Como sea, yo también pienso, como él, que un lector cada vez más ridículamente adulado y envilecido por la frecuencia con que se le ofrece la oportunidad de ejercer su propio dicterio, participando con fruición en esa especie de encuesta o de plebiscito permanente que proponen las redes sociales y los medios digitales (“¡me gusta!”), que un lector cada vez más acostumbrado a amparar su propio criterio en la estadística, y a encontrar estímulo -como observa Solano- en lo previamente consensuado, vive con alarma creciente, en efecto, cualquier asomo de negatividad.

Pero lo que me interesa más en las palabras de Solano es esa idea de que “aquí sólo se diverge de la propia devoción a partir de una decepción estrepitosa”, algo que no suele conllevar, según él, el examen de las razones que sostenían esa devoción. Todos hemos experimentado alguna vez el estupor de ver convertido en un mentecato al escritor que respetábamos o incluso admirábamos. No me refiero ahora a la relectura, siempre llena de peligros, de libros que nos entusiasmaron en la juventud extrema. De eso ya les hablé en otra columna. Me refiero a la experiencia adulta de sentirse dolorosamente consternado por el descrédito de quien teníamos en la más alta consideración.

■ ■ ■

Tarea pendiente: Reproduce íntegro y sin cambios el fragmento de arriba sobre los lectores y la decepción con los escritores admirados.

■ ■ ■

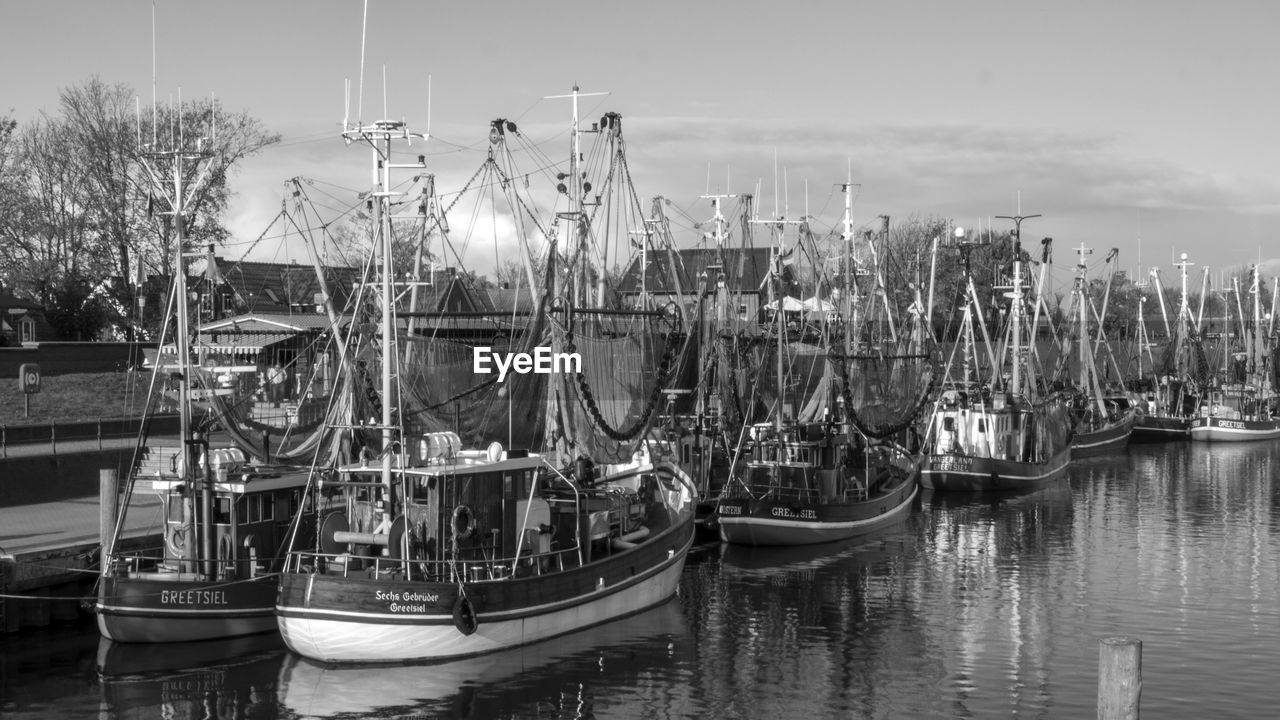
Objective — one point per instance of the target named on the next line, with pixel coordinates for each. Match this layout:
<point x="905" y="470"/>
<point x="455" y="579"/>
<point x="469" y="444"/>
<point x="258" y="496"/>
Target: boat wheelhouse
<point x="469" y="551"/>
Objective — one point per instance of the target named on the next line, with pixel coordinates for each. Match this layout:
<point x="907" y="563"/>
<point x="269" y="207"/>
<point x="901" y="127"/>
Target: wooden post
<point x="1119" y="678"/>
<point x="108" y="507"/>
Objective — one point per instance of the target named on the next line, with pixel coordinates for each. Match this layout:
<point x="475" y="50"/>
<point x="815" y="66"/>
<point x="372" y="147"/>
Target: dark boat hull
<point x="965" y="473"/>
<point x="1219" y="429"/>
<point x="144" y="610"/>
<point x="1160" y="428"/>
<point x="1109" y="438"/>
<point x="744" y="520"/>
<point x="359" y="619"/>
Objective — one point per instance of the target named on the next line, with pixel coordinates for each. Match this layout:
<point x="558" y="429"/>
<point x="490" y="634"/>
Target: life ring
<point x="177" y="540"/>
<point x="464" y="522"/>
<point x="465" y="615"/>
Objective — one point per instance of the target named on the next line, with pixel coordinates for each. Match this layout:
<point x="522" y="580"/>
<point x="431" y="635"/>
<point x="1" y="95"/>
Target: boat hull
<point x="351" y="619"/>
<point x="1220" y="429"/>
<point x="1160" y="428"/>
<point x="965" y="473"/>
<point x="769" y="523"/>
<point x="145" y="610"/>
<point x="1101" y="441"/>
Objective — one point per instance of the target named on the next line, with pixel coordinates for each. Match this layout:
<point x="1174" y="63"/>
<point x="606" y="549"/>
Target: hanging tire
<point x="465" y="616"/>
<point x="177" y="541"/>
<point x="464" y="522"/>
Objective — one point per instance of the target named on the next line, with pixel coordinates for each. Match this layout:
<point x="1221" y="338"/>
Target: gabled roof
<point x="273" y="287"/>
<point x="744" y="269"/>
<point x="268" y="323"/>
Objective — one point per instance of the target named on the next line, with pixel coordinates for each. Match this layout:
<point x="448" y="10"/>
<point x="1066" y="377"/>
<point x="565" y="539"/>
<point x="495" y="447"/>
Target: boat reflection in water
<point x="224" y="679"/>
<point x="586" y="671"/>
<point x="822" y="630"/>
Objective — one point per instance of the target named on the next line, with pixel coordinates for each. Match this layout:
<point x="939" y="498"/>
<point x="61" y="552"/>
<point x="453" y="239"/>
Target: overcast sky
<point x="1146" y="126"/>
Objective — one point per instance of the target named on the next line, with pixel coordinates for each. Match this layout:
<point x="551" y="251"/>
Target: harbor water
<point x="970" y="607"/>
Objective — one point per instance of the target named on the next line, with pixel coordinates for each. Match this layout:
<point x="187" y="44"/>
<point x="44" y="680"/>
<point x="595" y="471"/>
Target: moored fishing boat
<point x="823" y="473"/>
<point x="432" y="551"/>
<point x="224" y="518"/>
<point x="1001" y="433"/>
<point x="1170" y="396"/>
<point x="1100" y="424"/>
<point x="1243" y="405"/>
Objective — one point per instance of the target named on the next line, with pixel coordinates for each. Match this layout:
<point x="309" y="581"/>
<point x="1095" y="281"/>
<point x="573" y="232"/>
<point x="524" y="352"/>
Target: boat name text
<point x="804" y="514"/>
<point x="952" y="463"/>
<point x="397" y="600"/>
<point x="192" y="597"/>
<point x="540" y="361"/>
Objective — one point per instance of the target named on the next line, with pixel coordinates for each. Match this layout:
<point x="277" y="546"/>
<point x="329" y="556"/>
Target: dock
<point x="49" y="556"/>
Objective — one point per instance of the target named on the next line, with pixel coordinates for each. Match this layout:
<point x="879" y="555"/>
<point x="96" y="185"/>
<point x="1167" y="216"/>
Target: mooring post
<point x="108" y="506"/>
<point x="1119" y="678"/>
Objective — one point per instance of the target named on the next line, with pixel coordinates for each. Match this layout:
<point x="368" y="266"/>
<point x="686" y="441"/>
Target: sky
<point x="1144" y="126"/>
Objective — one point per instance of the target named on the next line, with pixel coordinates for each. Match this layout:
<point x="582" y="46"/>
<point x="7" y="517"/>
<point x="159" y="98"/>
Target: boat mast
<point x="379" y="137"/>
<point x="1016" y="301"/>
<point x="574" y="188"/>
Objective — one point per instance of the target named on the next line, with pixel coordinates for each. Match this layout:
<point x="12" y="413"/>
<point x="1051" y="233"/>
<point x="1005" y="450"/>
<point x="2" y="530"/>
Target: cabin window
<point x="223" y="511"/>
<point x="174" y="507"/>
<point x="423" y="490"/>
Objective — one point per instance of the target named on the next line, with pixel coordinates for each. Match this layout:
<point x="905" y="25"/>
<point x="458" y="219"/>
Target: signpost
<point x="28" y="382"/>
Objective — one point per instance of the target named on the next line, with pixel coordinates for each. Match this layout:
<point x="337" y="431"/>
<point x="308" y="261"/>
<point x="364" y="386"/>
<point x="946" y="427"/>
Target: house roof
<point x="744" y="268"/>
<point x="274" y="287"/>
<point x="268" y="323"/>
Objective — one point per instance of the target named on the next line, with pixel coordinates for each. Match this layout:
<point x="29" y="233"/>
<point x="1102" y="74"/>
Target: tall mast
<point x="1016" y="301"/>
<point x="177" y="158"/>
<point x="574" y="188"/>
<point x="379" y="137"/>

■ ■ ■

Tarea resuelta:
Como sea, yo también pienso, como él, que un lector cada vez más ridículamente adulado y envilecido por la frecuencia con que se le ofrece la oportunidad de ejercer su propio dicterio, participando con fruición en esa especie de encuesta o de plebiscito permanente que proponen las redes sociales y los medios digitales (“¡me gusta!”), que un lector cada vez más acostumbrado a amparar su propio criterio en la estadística, y a encontrar estímulo -como observa Solano- en lo previamente consensuado, vive con alarma creciente, en efecto, cualquier asomo de negatividad.

Pero lo que me interesa más en las palabras de Solano es esa idea de que “aquí sólo se diverge de la propia devoción a partir de una decepción estrepitosa”, algo que no suele conllevar, según él, el examen de las razones que sostenían esa devoción. Todos hemos experimentado alguna vez el estupor de ver convertido en un mentecato al escritor que respetábamos o incluso admirábamos. No me refiero ahora a la relectura, siempre llena de peligros, de libros que nos entusiasmaron en la juventud extrema. De eso ya les hablé en otra columna. Me refiero a la experiencia adulta de sentirse dolorosamente consternado por el descrédito de quien teníamos en la más alta consideración.